> [Vorliegender Text]
------------------------------------------------------------
Donald Trump kehrt ins Weiße Haus zurück. Das wird die meisten Kritiker nicht dazu bewegen, ihre Meinung über ihn zu ändern, aber es sollte sie dazu bewegen, einen aufmerksamen Blick in den Spiegel zu werfen. Sie haben diese Wahl mindestens genau so sehr verloren, wie Trump sie gewonnen hat.
Diese Wahl war kein gewöhnlicher Wettstreit zwischen zwei Kandidaten aus rivalisierenden Parteien. In Wahrheit standen die Wählerinnen und Wähler vor der Entscheidung zwischen Trump und allen anderen – wobei zu Letzteren nicht nur die Kandidatin der Demokraten, Kamala Harris, und ihre Partei zählten, sondern auch Republikaner wie Liz Cheney, hohe Militärs wie die Generäle Mark Milley und John Kelly (Letzterer ist zugleich ehemaliger Stabschef), forsche Vertreter der Nachrichtendienste und Nobelpreis-gekrönte Ökonomen.
So gesehen, gerieten die Präsidentschaftswahlen zum exemplarischen Beispiel für das, was in den Wirtschaftswissenschaften als „schöpferische Zerstörung“ bezeichnet wird. Trumps Gegner befürchten sicherlich, dass er die amerikanische Demokratie als solche zerstören wird. Was seine Anhänger mit ihrem Stimmzettel für Donald Trump jedoch bezweckten, war eine Abwahl: Sie wollten, dass eine gescheiterte Führungsschicht von der Macht entfernt wird und die Institutionen der USA nach neuen Standards umgestaltet werden, die der amerikanischen Bevölkerung bessere Dienste leisten.
------------------------------------------------------------
(Datensätze aus einer Datenquelle)
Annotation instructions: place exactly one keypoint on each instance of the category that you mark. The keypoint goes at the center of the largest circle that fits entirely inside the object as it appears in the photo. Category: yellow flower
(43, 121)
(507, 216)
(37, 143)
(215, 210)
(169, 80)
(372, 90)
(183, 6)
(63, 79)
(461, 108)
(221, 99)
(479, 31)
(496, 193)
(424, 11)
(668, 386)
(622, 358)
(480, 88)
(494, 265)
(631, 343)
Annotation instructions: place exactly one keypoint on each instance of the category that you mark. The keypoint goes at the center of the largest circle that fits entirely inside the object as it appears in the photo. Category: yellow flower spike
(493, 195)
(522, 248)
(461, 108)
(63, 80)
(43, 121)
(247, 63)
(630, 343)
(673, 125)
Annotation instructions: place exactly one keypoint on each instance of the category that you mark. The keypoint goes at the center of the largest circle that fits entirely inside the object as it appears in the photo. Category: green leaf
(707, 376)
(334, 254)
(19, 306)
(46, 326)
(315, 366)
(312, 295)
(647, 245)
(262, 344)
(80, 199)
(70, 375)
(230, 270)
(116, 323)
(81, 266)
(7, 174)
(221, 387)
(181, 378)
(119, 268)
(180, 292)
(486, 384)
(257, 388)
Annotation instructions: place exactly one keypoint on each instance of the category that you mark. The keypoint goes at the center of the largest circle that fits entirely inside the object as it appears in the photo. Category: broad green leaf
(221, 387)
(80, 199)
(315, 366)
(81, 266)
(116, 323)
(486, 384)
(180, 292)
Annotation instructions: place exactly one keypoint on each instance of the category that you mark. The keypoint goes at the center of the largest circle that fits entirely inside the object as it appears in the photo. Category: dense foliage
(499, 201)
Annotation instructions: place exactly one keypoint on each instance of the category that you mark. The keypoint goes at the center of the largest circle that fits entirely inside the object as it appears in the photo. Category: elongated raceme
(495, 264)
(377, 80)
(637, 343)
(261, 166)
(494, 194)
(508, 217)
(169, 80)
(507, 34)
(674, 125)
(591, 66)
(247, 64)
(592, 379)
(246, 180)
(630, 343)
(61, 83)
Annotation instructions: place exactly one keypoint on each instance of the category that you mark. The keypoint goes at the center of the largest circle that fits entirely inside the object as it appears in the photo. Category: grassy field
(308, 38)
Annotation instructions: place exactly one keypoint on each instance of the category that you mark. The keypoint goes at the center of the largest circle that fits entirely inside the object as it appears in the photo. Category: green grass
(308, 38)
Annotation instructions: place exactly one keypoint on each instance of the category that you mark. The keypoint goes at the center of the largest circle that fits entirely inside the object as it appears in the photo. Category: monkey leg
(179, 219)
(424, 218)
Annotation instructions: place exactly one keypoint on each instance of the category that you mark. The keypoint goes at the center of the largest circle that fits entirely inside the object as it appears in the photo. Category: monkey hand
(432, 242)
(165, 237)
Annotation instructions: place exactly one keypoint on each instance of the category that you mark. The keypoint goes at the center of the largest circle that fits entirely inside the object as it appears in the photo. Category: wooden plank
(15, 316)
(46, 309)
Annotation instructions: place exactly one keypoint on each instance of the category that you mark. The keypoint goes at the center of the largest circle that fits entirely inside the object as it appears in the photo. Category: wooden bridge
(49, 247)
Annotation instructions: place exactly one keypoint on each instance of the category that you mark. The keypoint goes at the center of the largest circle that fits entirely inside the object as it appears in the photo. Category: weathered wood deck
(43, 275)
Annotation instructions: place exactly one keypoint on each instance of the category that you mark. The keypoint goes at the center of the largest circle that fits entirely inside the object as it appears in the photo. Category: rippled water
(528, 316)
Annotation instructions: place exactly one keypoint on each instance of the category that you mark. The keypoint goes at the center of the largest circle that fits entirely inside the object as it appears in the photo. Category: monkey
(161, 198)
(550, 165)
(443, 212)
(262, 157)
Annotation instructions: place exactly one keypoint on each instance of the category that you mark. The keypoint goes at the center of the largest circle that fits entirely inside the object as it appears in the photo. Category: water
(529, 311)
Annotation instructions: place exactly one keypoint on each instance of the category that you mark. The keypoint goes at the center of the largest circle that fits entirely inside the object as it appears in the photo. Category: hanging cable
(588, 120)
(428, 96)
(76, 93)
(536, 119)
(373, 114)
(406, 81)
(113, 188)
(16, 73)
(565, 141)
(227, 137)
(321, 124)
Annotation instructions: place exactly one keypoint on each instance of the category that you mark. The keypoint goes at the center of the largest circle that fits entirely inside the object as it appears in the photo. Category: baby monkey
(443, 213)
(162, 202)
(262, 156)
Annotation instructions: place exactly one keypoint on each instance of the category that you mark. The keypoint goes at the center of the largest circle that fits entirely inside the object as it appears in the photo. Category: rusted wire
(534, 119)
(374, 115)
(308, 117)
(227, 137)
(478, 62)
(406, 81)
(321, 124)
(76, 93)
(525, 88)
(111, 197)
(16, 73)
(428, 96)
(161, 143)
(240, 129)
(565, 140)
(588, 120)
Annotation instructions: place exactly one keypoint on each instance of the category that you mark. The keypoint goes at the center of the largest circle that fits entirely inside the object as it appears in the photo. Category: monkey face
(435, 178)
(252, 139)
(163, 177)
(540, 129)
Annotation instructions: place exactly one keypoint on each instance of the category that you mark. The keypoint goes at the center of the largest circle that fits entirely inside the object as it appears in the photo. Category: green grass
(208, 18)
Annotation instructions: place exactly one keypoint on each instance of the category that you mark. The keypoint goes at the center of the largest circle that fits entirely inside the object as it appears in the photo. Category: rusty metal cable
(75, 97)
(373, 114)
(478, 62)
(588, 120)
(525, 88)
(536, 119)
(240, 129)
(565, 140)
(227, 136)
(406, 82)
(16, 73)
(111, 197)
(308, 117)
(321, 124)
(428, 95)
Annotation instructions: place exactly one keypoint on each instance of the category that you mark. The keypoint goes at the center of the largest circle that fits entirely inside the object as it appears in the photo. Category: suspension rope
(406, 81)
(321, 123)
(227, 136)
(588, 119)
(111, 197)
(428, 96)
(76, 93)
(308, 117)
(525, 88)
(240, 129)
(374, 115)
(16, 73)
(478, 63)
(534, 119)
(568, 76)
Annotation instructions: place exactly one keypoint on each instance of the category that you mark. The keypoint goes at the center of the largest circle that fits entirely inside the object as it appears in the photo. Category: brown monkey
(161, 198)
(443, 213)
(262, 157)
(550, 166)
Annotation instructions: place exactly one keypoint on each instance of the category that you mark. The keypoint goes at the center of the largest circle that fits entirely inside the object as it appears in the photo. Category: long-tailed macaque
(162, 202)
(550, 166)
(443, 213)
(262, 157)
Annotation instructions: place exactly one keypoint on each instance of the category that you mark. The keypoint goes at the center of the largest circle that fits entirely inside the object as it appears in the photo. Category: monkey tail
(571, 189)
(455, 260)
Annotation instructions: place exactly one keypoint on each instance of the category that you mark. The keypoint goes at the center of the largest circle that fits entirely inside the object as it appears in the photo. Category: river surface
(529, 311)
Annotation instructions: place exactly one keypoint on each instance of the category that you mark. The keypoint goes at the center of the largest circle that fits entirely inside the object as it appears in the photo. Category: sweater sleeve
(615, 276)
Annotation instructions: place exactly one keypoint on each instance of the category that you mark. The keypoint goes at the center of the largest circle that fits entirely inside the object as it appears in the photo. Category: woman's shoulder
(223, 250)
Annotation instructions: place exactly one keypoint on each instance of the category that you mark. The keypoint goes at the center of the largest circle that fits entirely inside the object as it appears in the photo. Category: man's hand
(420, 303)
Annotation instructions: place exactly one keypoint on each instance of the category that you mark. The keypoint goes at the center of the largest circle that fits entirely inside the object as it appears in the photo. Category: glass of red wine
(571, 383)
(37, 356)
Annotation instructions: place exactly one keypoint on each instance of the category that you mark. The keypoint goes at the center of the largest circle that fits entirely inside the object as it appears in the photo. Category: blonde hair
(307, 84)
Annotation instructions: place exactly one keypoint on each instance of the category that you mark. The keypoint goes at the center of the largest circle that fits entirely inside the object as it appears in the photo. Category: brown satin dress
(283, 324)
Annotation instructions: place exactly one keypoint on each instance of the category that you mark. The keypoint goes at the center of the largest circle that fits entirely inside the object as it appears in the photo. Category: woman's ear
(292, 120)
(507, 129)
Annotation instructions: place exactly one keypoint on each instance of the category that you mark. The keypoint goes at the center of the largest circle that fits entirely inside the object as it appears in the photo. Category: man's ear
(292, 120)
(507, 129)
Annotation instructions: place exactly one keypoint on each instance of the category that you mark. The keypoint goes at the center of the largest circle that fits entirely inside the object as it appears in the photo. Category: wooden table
------------------------------------------------------------
> [Zu erledigen] Können Sie den Text über Trumps Rückkehr ins Weiße Haus nach seinem letzten Satz aufgreifen und weiterschreiben?

> [Antwort zur Aufgabe]
Trumps Sieg ist ein Misstrauensvotum der Allgemeinheit gegen die Führungsfiguren und Institutionen, die seit dem Ende des Kalten Krieges vor 35 Jahren das amerikanische Leben bestimmend prägen. Schon die Namen haben Symbolwert: 2016 trat Donald Trump bei den Vorwahlen der Republikaner gegen einen Bush und bei der Präsidentschaftswahl gegen eine Clinton an. Dieses Mal siegte er über eine Koalition, der unter anderem Liz Cheney und ihr Vater, Ex-Vizepräsident Dick Cheney, angehörten.
Wer in Donald Trump eine fundamentale Absage an die bisherigen Washingtoner Gepflogenheiten sieht, liegt genau richtig. Er gleicht einem Atheisten, der sich gegen die Lehrmeinungen einer Kirche auflehnt: Das Provokative an ihm ist weniger sein Handeln als vielmehr die Tatsache, dass er die Glaubenssätze infrage stellt, auf denen die bestehende Autorität beruht. Trump führt vor, dass die politischen Orthodoxien der USA restlos abgewirtschaftet haben. Damit sind die führenden Vertreter aller – privater und staatlicher – Institutionen, die ihren Autoritätsanspruch aus der Treue zu diesen Orthodoxien herleiten, auf einmal in Gefahr.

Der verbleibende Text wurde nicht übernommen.